Provided text —
Matt Hanson: Yeah, yeah, it’s clearly not everyone, yeah, mean, we have had like journalists, like we’ve people have reached out to us from like New York times and like they’re creating stories and they want to access geospatial data. And so they’ve used some of the tooling around that. So that’s as close to a lay person. I think that, you know, we’ve really worked with.

journalists who want to tell a story and they just want to find data. They just want data from five years ago and today to look at a change over time and use it to write a story about it. And they were able to use the tooling, like PyStack client, even before that there was SatSearch, was an earlier tool set, and they were able to figure that out. But they were still leveraging developers to

to do that.

Jed Sundwall: Right. Well, but I think then there’s another clue here, which is that you have, we’ll go on this with journalists. You have an audience that typically has not been able to engage with imagery or like, you know, geospatial data. but they are, you know, we’ve watched this happen throughout our lives, like becoming more savvy and, more aware of the need to be able to like use software and data to tell stories and things like that. but they’re coming to us from like,

a completely different place than I think most geospatial data practitioners were in previously. so the key there, mean, you you, mentioned PyStack, you know, like they’re for whatever reason, you know, a lot of journalists use Python, you know, there are different communities that use different tools. Yeah.

Matt Hanson: Yeah, right. Sure, yeah. Language of data science, yeah.

Jed Sundwall: Yeah. Okay. We actually already have a question on, on YouTube from, who I’m just going to, I’m just going to call Sig. I’m not sure if that’s his name, his or her name. can’t tell. But asking stack is built around sharing data easily to anyone. Let’s say you want to use to share more secret data with access control, SSO encryption, et cetera. And different users that have different access to different data sets. have some thoughts on this, but like, as you mentioned, it stack doesn’t have to be explicitly tied to a

a cloud object store or a public bucket. Do you want to take that? I imagine you have some actual examples here. Yeah.

Matt Hanson: Yeah, so this question comes up a lot, right? Because out of the box, so I will get a little bit more technical here. what we use, so we have an API called EarthSearch that indexes public data sets on AWS. And that’s an implementation of Stack API. And for example, that one, that implementation has no authentication in it, because we were using it originally to index public data. And so.

we didn’t have need for controlling access and all the data was public and so hadn’t added that. And so we get that question a lot. And stack fast API is another implementation that didn’t have like really core built-in authentication at prime that it was first created. So there’s a couple of ways to do this. I’ll jump to the end first, which is that there’s a more

modern solution for this, it’s called Stack Auth Proxy that DevSeed has created. And that can be used to control access to individual items and collections based on attributes in the data. So that works pretty well. But what we’ve generally done is use it as a proxy. So you have your catalog and that’s open. Or it’s behind a firewall, but it’s like available to anyone who can access it.

What to work on —
1/ Answer the following questions using the provided transcript, one line each:
(a) Which earlier tool set did journalists use before PyStack client?
(b) What is the name of the API that indexes public data sets on AWS?
(c) Which organization created Stack Auth Proxy?
2/ Write the next part of the provided transcript, continuing Matt Hanson's explanation of how a proxy controls access to the catalog.

Supplied material —
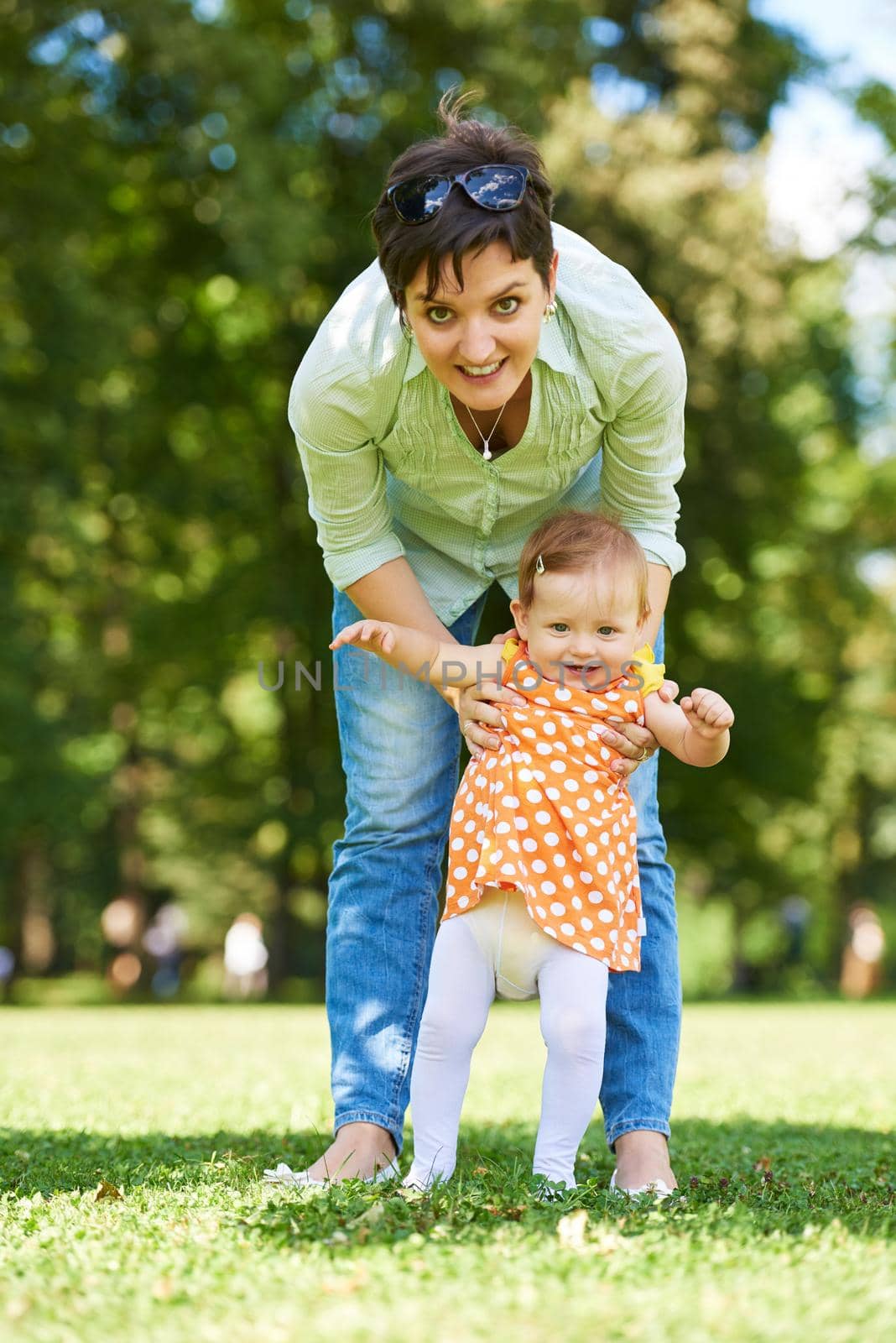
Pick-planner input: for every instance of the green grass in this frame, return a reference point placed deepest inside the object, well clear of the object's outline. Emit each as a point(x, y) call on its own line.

Answers for the tasks —
1/
(a) SatSearch
(b) EarthSearch
(c) DevSeed

2/
Jed Sundwall: Okay.

Jed Sundwall: Interesting.

Matt Hanson: And then we have a proxy in front of that. That handles the authentication, queries the catalog, it knows what people can see, and then returns that result. So it’s going through the proxy. But these tend to be all one-off solutions that are created. so I think Stack Auth Proxy, if you haven’t seen that, that’s definitely something to look at that you can combine with Stack

with StackFast API or any potentially any stack API implementation.

Jed Sundwall: Okay. So yeah, I mean, I think, one thing I’ll like underscore here also is that like stack is a metadata spec. It doesn’t, it itself doesn’t say anything about authentication or anything like that. Like, so it’s, it’s, it’s been built to be very flexible, useful in all sorts of environments and extensible. I want to just stay in the weeds of stack a little bit longer. so the, the specification

Matt Hanson: That’s right.

Jed Sundwall: is made up of other specifications. So you have the idea of a, I’m going to go in order of like collection catalog and item. Can you walk through each of those and like what they encompass? Sure.

Matt Hanson: Yeah, sure thing. well, so we start up at the top. That’s a catalog. A catalog is really just a container. It’s a JSON. It contains really simple fields. Like you have a name, you got a title, you have a description. And then you have, most importantly, all of these entities within stack have links. And links are probably the most important part of stack, right? Because

Jed Sundwall: Yeah. okay.

Matt Hanson: we, when we got into this at the beginning, the ability to crawl a catalog was really important because that’s the way the internet works, right? Is by crawling things. And so, we wanted to be able to link, a whole catalog together and link down to items and link back up so that you could really visit any part, of data in this catalog and be able to crawl it one in both ways.

So catalog is the starting point in an API, especially the catalog is, that’s your landing page and it’s going to contain links and it will contain links to the collections underneath it. And each collection is really looks a lot like a catalog, a collection at one point, it even was a catalog, it was derived from a catalog.

Technically, that’s actually not the case anymore. It’s its own entity, but it looks a lot like a catalog. But collections are ways to group together items and data that is similar to each other. And so the most obvious case is when we look at the big public data sets, we see Sentinel-2 or Landsat and like Sentinel-2 level two data, that is a collection.

Right, it contains a bunch of items and that’s your next level down is an item. And an item is this where this is where we move from JSON to geo JSON because an item actually represents a specific location and a specific time or range of times. And that’s really where your data is. So you can think of it as a scene. You can think of it as it’s a footprint containing data. The data is contained.

in what are called assets. So that’s really the fourth entity type, except assets are actually embedded directly in the GeoJSON of items. So you have the catalog, collections, and then items. And so that’s the general hierarchy. And we have links that allow you to go all the way down from catalogs to items. Now, there is some nuances between a static catalog

Jed Sundwall: Right. Okay.

Matt Hanson: what we call a static catalog, which is really just a bunch of linked JSON files on disk or on blob in an object store. And that’s an important distinction between that and a dynamic catalog or what we call an API. And so there’s nuances because you can have, for instance, can have sub catalogs within a static catalog.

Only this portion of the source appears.